Muscle Memory

I have terrible muscle memory.  Ages ago, the first several times I tried aerobics, I always went left when everyone else went right. When I rode, my biggest fear was rarely the size of the jumps — it was doing them in the wrong order. (From personal experience, I can tell you there are few more humiliating experiences then being alone in the arena and having the buzzer sound with someone yelling “OFF COURSE!” Not that that ever happened to me.  Ahem.)

On the flip side, once I get that memory, I have it for years. (Seriously. Anyone want to see my step aerobics routine from the 1990s?) Writing is a bit like that, too.  If I can get my butt in the seat, if I can doodle around for a 45 minutes or so, the words start to come without my thinking about them. My fingers and my brain wake up and remember what to do so long as I stay out of their way.

RAW DATA:
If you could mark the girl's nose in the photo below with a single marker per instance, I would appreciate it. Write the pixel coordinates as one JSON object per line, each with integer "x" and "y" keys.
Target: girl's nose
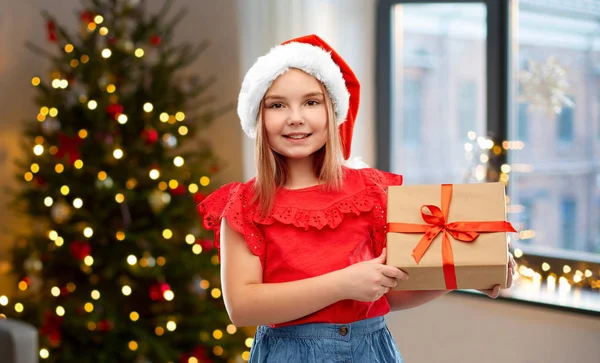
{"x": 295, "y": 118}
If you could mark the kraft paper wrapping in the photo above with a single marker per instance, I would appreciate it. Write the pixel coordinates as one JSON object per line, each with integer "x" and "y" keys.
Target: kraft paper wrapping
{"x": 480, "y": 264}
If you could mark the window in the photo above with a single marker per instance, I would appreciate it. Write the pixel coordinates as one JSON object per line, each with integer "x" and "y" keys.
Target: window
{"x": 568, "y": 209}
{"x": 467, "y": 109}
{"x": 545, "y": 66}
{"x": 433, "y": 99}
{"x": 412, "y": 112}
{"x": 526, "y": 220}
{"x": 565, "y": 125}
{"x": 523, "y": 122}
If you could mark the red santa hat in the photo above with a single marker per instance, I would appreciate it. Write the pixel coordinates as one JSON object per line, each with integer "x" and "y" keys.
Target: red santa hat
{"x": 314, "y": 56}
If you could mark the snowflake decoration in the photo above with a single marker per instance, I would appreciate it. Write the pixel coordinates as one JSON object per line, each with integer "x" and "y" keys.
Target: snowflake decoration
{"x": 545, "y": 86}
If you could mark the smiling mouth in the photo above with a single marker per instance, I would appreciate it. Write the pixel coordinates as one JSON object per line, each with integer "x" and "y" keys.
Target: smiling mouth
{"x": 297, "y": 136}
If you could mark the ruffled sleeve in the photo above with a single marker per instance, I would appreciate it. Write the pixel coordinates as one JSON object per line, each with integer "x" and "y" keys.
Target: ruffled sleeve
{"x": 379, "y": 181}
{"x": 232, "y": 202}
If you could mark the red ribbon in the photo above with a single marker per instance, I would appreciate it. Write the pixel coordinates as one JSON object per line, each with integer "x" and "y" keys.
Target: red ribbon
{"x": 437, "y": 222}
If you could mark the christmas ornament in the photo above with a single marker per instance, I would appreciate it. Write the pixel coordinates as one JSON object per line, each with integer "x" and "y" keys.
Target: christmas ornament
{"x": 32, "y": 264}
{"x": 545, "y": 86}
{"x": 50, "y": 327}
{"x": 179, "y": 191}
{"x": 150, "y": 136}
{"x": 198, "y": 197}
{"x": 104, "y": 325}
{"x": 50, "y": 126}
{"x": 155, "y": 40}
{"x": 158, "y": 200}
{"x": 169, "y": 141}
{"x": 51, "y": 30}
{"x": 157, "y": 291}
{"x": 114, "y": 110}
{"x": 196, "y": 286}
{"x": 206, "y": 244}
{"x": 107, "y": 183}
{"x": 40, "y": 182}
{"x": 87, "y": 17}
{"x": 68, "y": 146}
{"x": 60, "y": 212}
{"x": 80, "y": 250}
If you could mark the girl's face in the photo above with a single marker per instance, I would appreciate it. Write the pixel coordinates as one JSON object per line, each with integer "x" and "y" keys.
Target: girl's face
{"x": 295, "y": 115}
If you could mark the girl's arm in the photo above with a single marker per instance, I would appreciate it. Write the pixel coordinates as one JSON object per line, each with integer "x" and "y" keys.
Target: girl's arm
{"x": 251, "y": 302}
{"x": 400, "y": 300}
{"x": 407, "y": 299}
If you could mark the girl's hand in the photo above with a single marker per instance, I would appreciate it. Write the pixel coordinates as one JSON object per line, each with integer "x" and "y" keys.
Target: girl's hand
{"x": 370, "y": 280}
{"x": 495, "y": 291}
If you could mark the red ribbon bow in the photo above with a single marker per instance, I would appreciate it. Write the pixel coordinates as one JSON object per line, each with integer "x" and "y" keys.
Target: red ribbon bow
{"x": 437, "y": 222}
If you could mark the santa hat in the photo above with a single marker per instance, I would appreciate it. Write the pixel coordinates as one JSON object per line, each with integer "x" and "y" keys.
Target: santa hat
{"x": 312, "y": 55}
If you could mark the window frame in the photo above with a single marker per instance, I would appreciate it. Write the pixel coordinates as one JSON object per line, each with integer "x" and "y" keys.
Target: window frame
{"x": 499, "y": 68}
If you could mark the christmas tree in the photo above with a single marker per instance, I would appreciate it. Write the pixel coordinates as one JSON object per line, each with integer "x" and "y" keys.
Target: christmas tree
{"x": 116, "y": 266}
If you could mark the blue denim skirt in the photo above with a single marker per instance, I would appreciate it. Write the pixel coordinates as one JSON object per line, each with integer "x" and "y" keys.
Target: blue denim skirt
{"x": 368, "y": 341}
==
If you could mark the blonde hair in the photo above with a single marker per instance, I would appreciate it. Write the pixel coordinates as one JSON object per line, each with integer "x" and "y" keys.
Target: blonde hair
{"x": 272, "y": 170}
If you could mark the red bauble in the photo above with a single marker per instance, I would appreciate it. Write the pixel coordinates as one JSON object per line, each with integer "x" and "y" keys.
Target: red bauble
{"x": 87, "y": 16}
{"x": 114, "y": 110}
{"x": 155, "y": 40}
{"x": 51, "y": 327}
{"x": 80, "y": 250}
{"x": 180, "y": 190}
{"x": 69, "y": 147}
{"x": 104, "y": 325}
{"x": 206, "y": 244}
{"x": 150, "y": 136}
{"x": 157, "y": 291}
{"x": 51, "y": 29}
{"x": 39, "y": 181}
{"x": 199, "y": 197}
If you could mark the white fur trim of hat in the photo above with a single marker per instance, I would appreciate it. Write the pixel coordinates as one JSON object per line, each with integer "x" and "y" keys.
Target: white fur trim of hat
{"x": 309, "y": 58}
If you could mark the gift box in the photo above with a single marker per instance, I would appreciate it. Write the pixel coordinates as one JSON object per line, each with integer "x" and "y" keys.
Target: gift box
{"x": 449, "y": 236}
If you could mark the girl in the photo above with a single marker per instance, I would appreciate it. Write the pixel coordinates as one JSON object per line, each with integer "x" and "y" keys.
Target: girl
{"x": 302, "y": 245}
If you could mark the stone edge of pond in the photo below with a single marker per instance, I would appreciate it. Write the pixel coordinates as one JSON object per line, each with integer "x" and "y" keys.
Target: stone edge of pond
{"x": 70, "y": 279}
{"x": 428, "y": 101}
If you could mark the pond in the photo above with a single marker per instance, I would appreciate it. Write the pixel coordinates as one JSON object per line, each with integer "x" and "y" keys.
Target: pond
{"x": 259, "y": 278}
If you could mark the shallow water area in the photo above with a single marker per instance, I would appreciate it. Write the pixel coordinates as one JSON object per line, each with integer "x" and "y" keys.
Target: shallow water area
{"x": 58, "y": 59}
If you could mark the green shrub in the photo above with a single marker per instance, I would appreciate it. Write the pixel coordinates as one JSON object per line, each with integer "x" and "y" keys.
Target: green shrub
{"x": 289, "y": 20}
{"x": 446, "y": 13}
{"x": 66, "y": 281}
--
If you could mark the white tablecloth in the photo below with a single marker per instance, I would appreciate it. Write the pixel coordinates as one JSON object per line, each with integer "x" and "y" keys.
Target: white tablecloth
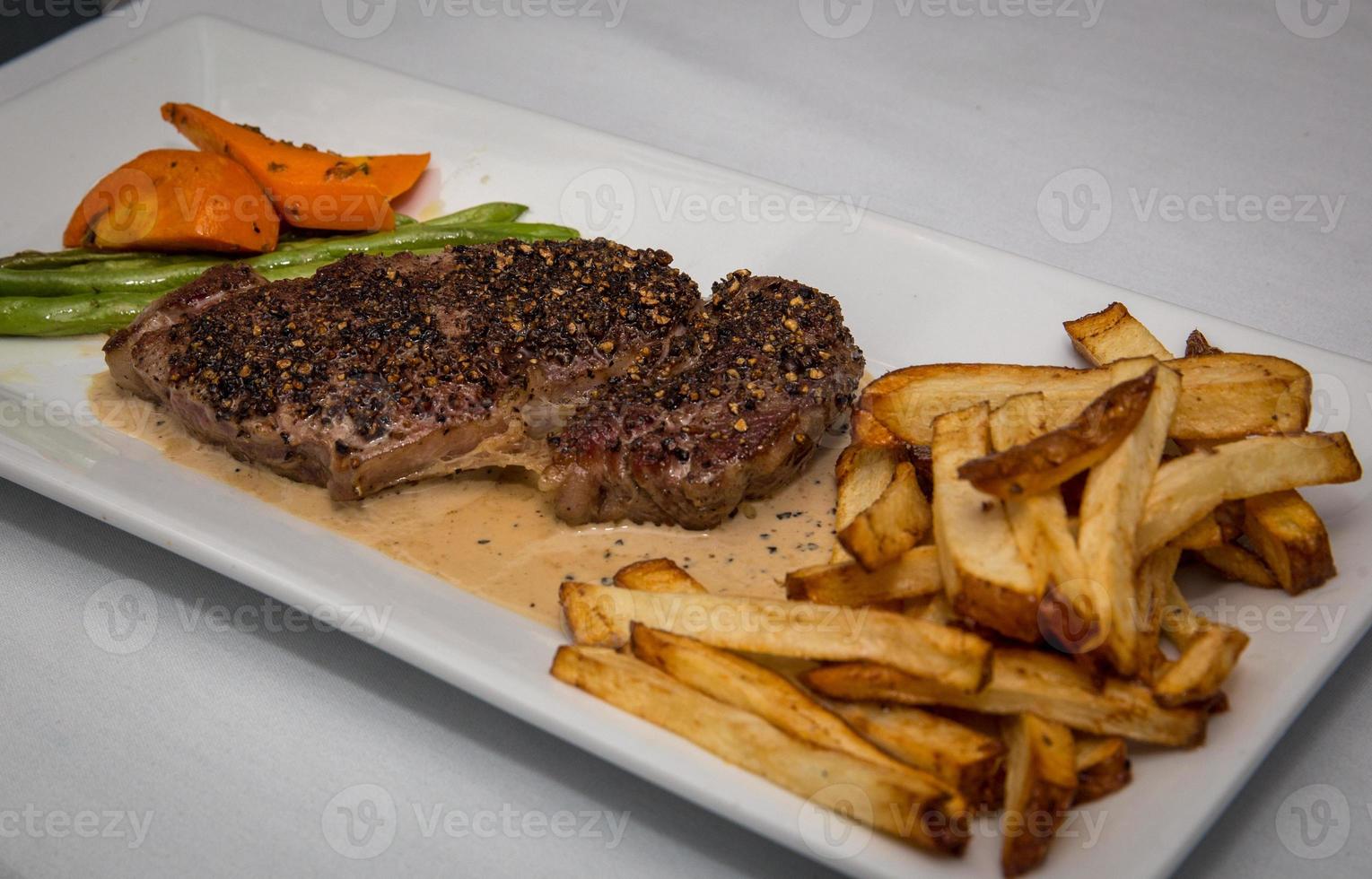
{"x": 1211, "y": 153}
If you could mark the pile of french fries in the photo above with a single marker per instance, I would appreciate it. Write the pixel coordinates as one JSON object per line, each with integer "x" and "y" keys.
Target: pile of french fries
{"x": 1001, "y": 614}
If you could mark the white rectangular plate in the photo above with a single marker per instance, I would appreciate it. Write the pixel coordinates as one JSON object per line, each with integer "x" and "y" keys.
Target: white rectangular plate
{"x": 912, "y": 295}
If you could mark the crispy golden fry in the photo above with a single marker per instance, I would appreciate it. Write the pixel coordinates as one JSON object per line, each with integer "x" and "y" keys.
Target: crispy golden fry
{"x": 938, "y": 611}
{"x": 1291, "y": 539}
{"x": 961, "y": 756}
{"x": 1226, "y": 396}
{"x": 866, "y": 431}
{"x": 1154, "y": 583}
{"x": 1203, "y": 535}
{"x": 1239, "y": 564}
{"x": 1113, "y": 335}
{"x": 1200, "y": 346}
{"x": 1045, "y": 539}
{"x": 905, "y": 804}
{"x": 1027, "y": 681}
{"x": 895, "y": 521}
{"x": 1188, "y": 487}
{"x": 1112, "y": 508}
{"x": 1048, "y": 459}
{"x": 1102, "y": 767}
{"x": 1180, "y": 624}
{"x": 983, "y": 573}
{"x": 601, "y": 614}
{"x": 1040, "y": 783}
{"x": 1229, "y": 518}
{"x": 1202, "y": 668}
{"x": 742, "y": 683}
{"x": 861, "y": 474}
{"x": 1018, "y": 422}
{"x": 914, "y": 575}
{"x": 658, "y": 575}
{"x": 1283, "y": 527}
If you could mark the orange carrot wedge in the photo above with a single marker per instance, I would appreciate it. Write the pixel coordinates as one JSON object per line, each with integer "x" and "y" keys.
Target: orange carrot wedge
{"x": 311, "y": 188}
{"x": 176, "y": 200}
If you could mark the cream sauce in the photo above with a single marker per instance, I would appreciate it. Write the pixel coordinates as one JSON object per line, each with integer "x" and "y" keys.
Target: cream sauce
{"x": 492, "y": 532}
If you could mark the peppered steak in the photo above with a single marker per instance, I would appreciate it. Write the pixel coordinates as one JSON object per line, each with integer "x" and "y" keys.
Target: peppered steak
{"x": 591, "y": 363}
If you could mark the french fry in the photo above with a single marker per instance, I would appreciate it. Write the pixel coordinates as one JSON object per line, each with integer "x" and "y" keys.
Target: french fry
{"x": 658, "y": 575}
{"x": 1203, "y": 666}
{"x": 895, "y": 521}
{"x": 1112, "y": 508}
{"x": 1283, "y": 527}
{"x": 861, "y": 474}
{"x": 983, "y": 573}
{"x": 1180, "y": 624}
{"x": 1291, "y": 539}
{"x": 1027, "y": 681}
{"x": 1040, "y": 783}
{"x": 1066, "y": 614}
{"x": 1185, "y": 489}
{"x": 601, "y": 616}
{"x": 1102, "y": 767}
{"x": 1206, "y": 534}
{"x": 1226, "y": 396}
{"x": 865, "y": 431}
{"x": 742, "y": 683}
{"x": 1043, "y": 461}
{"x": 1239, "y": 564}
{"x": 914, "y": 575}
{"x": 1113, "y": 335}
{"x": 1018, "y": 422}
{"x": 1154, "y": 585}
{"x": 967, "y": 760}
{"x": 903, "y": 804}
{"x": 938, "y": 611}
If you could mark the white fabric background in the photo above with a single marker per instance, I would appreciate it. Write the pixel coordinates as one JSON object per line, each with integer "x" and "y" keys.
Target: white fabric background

SHORT PROBLEM: Keep writing the muscle memory post, starting right after its last sentence.

SOLVED EXERCISE:
These days, I’m trying to instill a different kind of muscle memory.  I sit by my children at night, taping together a Halloween costume, hearing them recite Spanish phrases, helping with new math. I do this not because I am so enamored of new math (which is different from the new math I had as a child, which must now be old math and is still ghastly) but because I’m hoping that I can instill in them, in their minds and their hearts and in their very muscles themselves, how much they are loved. I want them to remember without even thinking about it, to simply know it the way their lungs know how to breathe, so that when our relationship isn’t as simple, when the questions are so much harder than  How do you say cold in Spanish? and What is the lowest common denominator?, their bodies will remember what their brains may not.

Does muscle memory come easily to you? When is it useful?  And if you have time, check out this gorgeous video which includes footage of my riding crush David O’Connor almost going off-course at the Sydney Olympics.  (It happens around minute 13, but the whole video is worth a watch.)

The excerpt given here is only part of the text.